Task brief — In the entries that follow, find every line containing "mirror" and copy it.

Data for review —
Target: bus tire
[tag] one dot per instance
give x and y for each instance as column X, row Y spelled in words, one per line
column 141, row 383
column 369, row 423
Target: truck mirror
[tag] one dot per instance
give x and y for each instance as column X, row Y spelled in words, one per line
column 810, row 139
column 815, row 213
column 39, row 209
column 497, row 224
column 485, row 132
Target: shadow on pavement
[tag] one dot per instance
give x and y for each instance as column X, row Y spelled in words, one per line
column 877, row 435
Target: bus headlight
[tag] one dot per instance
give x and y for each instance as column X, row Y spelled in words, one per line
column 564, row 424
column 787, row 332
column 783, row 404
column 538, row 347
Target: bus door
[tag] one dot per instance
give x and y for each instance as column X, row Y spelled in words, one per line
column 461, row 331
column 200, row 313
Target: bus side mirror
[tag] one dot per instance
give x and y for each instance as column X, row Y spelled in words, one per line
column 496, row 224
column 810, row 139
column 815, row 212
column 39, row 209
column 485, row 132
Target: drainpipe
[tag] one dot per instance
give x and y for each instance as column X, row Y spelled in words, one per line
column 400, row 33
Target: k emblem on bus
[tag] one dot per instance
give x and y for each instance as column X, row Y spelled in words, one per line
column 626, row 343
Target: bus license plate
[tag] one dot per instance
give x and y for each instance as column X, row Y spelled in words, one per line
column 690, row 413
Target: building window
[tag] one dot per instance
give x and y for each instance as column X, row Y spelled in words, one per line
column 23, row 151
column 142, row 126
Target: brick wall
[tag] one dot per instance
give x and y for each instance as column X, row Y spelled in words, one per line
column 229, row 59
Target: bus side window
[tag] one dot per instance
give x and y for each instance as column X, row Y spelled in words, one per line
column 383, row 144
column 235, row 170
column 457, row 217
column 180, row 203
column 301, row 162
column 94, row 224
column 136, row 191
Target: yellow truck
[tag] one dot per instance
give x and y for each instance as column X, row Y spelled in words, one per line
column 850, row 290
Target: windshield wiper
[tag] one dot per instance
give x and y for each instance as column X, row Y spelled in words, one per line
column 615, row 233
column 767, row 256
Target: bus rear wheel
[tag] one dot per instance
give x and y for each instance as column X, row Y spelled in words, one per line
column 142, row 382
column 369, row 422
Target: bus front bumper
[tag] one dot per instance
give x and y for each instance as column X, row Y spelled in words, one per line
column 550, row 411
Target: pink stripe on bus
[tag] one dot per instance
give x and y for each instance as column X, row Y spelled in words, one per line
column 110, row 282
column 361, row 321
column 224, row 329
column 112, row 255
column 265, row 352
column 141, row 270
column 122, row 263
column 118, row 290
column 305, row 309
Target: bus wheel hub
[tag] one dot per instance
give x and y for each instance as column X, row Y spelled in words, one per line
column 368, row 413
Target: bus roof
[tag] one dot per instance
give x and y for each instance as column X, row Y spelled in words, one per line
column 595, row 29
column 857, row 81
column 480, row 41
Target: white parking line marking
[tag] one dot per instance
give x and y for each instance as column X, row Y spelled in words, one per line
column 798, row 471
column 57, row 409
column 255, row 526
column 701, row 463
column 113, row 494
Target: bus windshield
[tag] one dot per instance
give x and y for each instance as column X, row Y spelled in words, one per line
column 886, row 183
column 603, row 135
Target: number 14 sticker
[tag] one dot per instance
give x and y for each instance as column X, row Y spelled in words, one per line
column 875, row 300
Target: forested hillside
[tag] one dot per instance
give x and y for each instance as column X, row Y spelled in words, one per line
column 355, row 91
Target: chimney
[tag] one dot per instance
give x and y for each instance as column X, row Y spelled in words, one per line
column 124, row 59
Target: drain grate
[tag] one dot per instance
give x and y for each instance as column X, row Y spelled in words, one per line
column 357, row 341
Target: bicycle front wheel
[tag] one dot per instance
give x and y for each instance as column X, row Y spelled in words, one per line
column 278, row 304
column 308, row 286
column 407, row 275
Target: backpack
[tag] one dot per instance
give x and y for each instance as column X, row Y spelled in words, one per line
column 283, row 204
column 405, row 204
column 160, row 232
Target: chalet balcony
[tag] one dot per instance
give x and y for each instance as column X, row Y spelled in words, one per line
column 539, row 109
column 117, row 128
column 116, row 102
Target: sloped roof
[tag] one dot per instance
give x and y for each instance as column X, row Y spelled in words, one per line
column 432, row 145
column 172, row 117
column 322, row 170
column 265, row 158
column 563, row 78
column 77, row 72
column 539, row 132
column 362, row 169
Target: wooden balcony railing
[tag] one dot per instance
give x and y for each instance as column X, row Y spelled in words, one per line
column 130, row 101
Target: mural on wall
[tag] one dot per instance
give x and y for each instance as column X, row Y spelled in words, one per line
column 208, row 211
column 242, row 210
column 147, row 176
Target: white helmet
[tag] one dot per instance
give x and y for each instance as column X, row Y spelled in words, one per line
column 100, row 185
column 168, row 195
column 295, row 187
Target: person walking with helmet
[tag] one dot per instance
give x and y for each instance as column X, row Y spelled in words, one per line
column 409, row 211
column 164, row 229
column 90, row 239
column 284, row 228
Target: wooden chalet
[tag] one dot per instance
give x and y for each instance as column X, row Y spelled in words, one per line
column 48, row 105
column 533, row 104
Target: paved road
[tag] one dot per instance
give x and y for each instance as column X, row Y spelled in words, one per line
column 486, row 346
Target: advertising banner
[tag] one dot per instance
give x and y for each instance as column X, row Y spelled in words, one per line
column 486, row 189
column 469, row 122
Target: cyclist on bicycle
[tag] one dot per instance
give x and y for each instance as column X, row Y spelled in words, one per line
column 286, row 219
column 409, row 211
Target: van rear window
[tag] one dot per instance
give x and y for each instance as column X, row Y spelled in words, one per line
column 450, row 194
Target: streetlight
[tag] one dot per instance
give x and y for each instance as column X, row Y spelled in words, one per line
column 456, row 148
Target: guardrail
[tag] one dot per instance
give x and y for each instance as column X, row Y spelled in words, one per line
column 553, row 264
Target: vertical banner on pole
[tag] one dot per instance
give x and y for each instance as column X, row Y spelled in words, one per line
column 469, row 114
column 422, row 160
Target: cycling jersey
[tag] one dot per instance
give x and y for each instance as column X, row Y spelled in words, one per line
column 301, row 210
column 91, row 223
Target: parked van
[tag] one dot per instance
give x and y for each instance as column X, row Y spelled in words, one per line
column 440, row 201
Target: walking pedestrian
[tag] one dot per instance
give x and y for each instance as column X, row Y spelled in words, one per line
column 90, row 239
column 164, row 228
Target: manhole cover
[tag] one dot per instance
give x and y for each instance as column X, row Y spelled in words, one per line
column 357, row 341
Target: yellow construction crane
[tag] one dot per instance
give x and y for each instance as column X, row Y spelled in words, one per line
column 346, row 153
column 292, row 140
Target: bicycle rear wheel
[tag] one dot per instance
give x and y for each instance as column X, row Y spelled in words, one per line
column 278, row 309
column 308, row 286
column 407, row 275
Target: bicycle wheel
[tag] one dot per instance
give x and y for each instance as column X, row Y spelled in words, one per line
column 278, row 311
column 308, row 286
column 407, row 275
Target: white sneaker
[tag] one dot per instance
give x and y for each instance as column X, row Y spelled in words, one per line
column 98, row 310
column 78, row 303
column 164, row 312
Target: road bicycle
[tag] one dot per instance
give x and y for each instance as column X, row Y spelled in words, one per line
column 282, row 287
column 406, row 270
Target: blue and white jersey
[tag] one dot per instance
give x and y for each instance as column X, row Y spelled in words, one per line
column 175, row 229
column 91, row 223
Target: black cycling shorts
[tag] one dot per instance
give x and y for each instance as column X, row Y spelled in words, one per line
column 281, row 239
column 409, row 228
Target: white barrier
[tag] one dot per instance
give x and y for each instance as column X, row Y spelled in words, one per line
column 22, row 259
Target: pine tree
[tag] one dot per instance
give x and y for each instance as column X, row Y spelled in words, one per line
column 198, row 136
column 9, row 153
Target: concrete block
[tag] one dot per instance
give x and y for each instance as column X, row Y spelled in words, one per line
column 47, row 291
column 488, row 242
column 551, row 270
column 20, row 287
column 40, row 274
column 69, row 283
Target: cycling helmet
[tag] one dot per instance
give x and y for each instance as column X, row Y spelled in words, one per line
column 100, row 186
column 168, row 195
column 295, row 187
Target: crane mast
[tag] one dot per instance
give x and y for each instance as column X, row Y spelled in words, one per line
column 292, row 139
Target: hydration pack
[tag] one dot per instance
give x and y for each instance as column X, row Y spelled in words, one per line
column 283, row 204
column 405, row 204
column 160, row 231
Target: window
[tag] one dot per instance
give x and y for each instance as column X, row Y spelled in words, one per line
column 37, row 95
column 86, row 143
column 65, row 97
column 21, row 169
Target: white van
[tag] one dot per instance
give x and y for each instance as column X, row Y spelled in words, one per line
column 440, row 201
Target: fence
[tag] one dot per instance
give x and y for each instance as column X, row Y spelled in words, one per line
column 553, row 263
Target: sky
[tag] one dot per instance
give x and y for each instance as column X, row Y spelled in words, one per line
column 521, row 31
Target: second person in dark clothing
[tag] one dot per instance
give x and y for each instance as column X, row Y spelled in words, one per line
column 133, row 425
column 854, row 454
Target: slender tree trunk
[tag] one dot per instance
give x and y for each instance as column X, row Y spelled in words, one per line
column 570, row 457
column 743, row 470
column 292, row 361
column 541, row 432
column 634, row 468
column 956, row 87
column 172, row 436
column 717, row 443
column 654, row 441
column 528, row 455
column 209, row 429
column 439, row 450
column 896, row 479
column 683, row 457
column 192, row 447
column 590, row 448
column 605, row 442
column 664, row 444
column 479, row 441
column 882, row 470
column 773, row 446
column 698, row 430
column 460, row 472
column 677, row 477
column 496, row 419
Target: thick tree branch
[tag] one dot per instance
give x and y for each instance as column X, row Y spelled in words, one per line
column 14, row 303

Finished exercise —
Target: truck mirror
Target: bus side mirror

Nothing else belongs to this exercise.